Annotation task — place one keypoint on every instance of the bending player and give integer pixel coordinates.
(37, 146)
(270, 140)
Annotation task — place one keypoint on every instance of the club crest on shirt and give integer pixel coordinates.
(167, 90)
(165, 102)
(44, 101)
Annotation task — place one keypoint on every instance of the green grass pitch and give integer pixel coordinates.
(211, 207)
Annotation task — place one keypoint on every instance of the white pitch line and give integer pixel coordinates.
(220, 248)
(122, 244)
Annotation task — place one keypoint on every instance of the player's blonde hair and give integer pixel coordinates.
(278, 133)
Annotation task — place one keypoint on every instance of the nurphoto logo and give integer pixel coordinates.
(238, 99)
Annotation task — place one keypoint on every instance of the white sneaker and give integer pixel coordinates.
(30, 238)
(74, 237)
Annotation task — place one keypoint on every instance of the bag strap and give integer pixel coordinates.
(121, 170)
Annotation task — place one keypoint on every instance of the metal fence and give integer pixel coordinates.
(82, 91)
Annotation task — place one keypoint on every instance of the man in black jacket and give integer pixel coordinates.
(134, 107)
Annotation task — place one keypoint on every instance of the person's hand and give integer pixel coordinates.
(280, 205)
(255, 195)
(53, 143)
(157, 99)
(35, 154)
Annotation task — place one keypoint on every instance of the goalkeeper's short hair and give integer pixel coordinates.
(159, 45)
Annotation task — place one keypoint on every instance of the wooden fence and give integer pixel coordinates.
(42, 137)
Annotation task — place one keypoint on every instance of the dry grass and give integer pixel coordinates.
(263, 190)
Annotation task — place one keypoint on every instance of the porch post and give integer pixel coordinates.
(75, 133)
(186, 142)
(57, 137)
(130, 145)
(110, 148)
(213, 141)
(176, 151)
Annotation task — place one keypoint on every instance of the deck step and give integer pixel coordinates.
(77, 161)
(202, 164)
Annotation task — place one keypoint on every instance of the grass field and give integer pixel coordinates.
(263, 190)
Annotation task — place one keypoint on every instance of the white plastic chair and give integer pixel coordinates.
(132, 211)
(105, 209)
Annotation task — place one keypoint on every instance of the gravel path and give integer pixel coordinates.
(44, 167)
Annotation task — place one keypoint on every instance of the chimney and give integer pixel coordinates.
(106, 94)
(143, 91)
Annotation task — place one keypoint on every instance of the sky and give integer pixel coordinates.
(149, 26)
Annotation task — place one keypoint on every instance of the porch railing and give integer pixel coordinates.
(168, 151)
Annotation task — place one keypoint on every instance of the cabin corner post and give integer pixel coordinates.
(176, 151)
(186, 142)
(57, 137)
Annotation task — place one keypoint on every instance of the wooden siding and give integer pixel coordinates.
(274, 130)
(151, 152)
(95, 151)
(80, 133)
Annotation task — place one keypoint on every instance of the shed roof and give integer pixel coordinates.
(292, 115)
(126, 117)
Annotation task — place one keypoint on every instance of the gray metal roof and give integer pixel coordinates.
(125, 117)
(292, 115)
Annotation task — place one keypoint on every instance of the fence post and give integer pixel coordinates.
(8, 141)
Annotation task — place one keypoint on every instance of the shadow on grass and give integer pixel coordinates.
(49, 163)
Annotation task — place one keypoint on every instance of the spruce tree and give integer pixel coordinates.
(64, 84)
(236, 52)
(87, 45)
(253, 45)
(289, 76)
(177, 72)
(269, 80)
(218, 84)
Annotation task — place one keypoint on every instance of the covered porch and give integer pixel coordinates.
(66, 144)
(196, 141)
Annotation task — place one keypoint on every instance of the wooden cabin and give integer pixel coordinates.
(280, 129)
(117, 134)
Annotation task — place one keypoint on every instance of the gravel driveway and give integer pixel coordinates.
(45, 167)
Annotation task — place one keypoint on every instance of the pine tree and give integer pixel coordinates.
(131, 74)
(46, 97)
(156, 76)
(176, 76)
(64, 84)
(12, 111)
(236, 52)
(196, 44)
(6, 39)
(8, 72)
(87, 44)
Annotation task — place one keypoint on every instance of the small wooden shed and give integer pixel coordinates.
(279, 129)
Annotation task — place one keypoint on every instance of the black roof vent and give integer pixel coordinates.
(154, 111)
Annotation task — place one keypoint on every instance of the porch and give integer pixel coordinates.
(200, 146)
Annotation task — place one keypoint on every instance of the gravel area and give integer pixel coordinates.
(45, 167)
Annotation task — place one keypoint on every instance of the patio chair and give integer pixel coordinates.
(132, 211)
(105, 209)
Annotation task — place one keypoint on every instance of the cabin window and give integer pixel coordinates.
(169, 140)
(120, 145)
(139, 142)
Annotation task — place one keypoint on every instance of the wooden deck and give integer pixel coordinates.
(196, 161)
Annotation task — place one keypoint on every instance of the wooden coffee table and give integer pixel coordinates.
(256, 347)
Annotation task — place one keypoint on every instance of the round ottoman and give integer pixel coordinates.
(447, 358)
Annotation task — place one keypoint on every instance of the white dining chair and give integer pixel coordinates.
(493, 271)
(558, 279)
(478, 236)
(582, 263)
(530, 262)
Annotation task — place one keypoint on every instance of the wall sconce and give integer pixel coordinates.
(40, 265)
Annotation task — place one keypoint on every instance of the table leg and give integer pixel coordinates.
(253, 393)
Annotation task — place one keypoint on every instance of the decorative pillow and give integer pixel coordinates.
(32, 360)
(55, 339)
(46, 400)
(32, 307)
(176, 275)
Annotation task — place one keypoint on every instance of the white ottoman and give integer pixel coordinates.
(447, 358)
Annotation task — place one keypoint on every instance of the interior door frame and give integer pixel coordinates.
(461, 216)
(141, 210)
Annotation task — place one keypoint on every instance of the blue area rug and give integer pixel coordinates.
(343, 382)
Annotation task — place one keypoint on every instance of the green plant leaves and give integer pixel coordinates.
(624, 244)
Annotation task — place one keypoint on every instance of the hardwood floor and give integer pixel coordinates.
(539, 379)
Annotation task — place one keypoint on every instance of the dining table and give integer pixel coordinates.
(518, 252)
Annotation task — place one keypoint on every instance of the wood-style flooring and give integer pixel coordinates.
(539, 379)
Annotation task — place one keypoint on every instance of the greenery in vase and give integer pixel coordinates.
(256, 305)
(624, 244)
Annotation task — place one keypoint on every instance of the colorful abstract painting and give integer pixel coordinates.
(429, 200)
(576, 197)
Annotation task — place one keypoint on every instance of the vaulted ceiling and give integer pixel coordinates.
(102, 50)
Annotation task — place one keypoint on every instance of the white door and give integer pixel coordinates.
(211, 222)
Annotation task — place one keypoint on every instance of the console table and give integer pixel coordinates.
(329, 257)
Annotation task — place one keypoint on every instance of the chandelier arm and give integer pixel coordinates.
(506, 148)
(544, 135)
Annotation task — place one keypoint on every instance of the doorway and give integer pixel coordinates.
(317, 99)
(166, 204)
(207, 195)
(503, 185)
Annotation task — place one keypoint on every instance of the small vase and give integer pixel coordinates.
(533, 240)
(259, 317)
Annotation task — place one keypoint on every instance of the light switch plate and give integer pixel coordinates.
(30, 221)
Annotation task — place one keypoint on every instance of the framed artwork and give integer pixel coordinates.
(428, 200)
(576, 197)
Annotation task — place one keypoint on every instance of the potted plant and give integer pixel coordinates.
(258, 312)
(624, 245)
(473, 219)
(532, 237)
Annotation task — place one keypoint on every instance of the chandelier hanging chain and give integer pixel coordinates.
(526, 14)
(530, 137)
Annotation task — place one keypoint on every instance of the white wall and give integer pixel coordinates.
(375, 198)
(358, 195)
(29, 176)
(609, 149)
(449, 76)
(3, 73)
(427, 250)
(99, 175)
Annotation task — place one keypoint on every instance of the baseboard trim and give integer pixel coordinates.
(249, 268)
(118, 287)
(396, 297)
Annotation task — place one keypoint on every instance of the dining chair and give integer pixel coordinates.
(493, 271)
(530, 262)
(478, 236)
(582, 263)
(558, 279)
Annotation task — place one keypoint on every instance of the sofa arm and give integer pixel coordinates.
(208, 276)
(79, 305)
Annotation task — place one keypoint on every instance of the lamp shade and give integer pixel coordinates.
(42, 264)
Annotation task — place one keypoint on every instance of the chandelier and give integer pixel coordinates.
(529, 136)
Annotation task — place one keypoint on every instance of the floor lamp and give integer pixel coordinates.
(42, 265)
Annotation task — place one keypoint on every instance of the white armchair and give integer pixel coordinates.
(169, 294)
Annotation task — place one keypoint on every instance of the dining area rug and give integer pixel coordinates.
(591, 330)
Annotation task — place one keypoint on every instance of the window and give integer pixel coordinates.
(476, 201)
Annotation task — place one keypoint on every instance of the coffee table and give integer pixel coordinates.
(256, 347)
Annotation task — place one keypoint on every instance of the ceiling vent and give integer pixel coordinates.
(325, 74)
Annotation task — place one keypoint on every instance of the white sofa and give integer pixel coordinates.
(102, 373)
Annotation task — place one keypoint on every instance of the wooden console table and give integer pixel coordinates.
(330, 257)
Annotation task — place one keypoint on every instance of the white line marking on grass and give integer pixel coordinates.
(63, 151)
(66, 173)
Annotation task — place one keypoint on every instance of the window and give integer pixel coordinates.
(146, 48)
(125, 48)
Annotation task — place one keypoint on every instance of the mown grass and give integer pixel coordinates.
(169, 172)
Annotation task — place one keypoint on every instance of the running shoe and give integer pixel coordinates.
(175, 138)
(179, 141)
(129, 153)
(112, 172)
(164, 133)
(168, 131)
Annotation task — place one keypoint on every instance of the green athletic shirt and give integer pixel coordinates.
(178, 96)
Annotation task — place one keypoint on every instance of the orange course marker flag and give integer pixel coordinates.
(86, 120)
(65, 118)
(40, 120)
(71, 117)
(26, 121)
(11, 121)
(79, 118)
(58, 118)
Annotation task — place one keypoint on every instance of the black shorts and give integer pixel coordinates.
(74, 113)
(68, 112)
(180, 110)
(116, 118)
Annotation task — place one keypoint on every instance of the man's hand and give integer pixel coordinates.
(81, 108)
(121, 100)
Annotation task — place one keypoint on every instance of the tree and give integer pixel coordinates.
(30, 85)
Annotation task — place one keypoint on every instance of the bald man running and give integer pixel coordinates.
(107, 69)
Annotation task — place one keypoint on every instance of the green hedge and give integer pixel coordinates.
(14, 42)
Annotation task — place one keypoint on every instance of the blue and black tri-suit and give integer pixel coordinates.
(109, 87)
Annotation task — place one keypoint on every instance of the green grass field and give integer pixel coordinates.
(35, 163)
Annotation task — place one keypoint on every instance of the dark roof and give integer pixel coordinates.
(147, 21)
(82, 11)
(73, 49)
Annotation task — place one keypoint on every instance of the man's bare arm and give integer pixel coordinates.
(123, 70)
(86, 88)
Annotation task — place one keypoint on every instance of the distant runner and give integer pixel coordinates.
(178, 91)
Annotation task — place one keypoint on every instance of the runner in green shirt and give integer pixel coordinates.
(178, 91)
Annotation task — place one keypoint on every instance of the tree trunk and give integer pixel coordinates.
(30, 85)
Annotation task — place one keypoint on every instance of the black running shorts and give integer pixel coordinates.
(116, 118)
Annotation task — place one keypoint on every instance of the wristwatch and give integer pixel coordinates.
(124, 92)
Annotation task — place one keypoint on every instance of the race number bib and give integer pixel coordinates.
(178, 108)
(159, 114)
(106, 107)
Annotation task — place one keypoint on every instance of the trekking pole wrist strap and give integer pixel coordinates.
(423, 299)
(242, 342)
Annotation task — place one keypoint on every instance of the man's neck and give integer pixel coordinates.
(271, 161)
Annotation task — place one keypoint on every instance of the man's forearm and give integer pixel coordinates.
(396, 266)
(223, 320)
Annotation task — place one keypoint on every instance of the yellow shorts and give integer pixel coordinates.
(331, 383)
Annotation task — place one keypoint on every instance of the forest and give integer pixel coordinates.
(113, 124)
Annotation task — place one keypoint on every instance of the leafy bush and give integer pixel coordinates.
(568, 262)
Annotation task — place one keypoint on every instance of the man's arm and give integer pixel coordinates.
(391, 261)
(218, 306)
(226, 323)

───

WORK REQUIRED:
Beginning at the line where "forearm and give integer pixel coordinates." appears, extract each line through the end of the data above; keep them exact and include nothing else.

RESULT:
Annotation task — place one keypoint on every instance of the man's forearm and give integer pixel coordinates.
(396, 266)
(223, 320)
Annotation task — place one keypoint on every instance of the yellow shorts and give integer pixel coordinates.
(331, 383)
Annotation task — place one keypoint on every instance of the forest and give integer pixel coordinates.
(113, 124)
Annotation task — place one keypoint on every instance of the leafy bush and give integer pixel coordinates.
(568, 262)
Annotation task — place one keypoint on every instance of the man's arm and give integer pixel coordinates.
(391, 261)
(218, 306)
(226, 323)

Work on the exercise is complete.